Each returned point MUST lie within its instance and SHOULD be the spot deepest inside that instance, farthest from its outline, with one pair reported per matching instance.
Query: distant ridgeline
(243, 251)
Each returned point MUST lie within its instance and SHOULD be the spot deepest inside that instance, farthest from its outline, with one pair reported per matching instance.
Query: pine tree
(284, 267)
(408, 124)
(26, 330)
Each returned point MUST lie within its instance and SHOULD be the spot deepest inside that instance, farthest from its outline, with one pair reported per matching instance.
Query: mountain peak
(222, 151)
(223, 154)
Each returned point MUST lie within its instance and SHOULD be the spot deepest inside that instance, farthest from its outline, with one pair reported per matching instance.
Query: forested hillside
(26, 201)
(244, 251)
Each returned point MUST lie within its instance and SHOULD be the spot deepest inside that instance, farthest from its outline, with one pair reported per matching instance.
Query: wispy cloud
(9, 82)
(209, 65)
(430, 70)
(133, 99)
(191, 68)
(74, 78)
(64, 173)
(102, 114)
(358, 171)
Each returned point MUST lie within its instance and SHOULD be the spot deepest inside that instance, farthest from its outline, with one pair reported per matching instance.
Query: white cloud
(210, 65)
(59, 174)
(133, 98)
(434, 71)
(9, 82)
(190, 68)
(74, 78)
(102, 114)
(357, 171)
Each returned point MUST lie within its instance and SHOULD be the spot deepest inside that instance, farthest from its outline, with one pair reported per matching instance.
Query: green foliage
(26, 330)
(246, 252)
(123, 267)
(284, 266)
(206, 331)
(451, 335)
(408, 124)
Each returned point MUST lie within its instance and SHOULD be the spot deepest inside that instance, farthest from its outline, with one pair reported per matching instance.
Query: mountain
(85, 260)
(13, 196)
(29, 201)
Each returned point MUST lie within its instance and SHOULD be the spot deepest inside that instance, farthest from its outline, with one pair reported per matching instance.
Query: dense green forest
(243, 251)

• **Your assignment**
Repeat the listing above in full.

• **Problem solution**
Each returned point MUST lie within its instance and SHOULD be the spot deepest inside that instance, farthest from its outline, with one pair reported per matching instance.
Query: distant ridgeline
(243, 251)
Each returned point MUST lie within its instance and SHOULD be the spot deepest inside that instance, farthest from its outline, with one pair reported per matching instance.
Query: pine tree
(284, 267)
(408, 124)
(26, 330)
Each returned point MUST lie within its instance and SHOULD be the spot deepest inside that instance, farthest from its outline, with one pair reported per matching instance.
Query: mountain peak
(222, 151)
(223, 154)
Each returned point MUST lie within its instance and SHOULD be the spot deepest inside that instance, farthest from its outline, with one pair reported per matching instance.
Query: forested hillside
(26, 201)
(244, 251)
Each returned point MUST lie within its instance and SHOULD be the spot deepest inside that instance, farthest from its outline, with one pair reported per matching instance.
Query: wispy cloud
(9, 82)
(209, 65)
(430, 70)
(133, 99)
(191, 68)
(74, 78)
(64, 173)
(102, 114)
(358, 171)
Each returned point MUST lie within its instance and SHOULD be the spot deepest inside that instance, farthest from its outline, with one pair reported per matching instance.
Query: white cloud
(210, 65)
(59, 174)
(133, 98)
(434, 71)
(9, 82)
(190, 68)
(74, 78)
(102, 114)
(357, 171)
Each returned point MUST lie within its instance and SHOULD be the spot deepest inside that instance, farthest from its outline, with one pair reported per matching instance.
Query: green foliage
(26, 330)
(246, 252)
(123, 267)
(284, 266)
(206, 331)
(451, 335)
(408, 124)
Each returned point MUST lie within its instance and SHOULD be the spot deepest inside that instance, farthest from its outline, with one pair reported per matching instance.
Query: mountain
(85, 260)
(13, 196)
(29, 201)
Each returned point MUST lie within its instance and SHOULD be the spot deepest inside that instance, farthest from its outline, with one pair reported per matching instance.
Query: dense green forest
(243, 251)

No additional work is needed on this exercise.